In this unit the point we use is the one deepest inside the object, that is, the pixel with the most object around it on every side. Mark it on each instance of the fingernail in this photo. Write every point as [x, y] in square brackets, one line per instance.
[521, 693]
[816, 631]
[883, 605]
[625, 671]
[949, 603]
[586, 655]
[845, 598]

◇ ◇ ◇

Copy the records above word for word, with no changes.

— Answer for this exercise —
In this unit the point we use is the one deepest inside the object, that is, the pixel with the most object around it on every side. Mark it on each instance of the fingernail in this photo. Write every point as [x, y] in square brackets, one line per instance.
[521, 693]
[816, 631]
[883, 605]
[625, 671]
[949, 603]
[586, 655]
[845, 598]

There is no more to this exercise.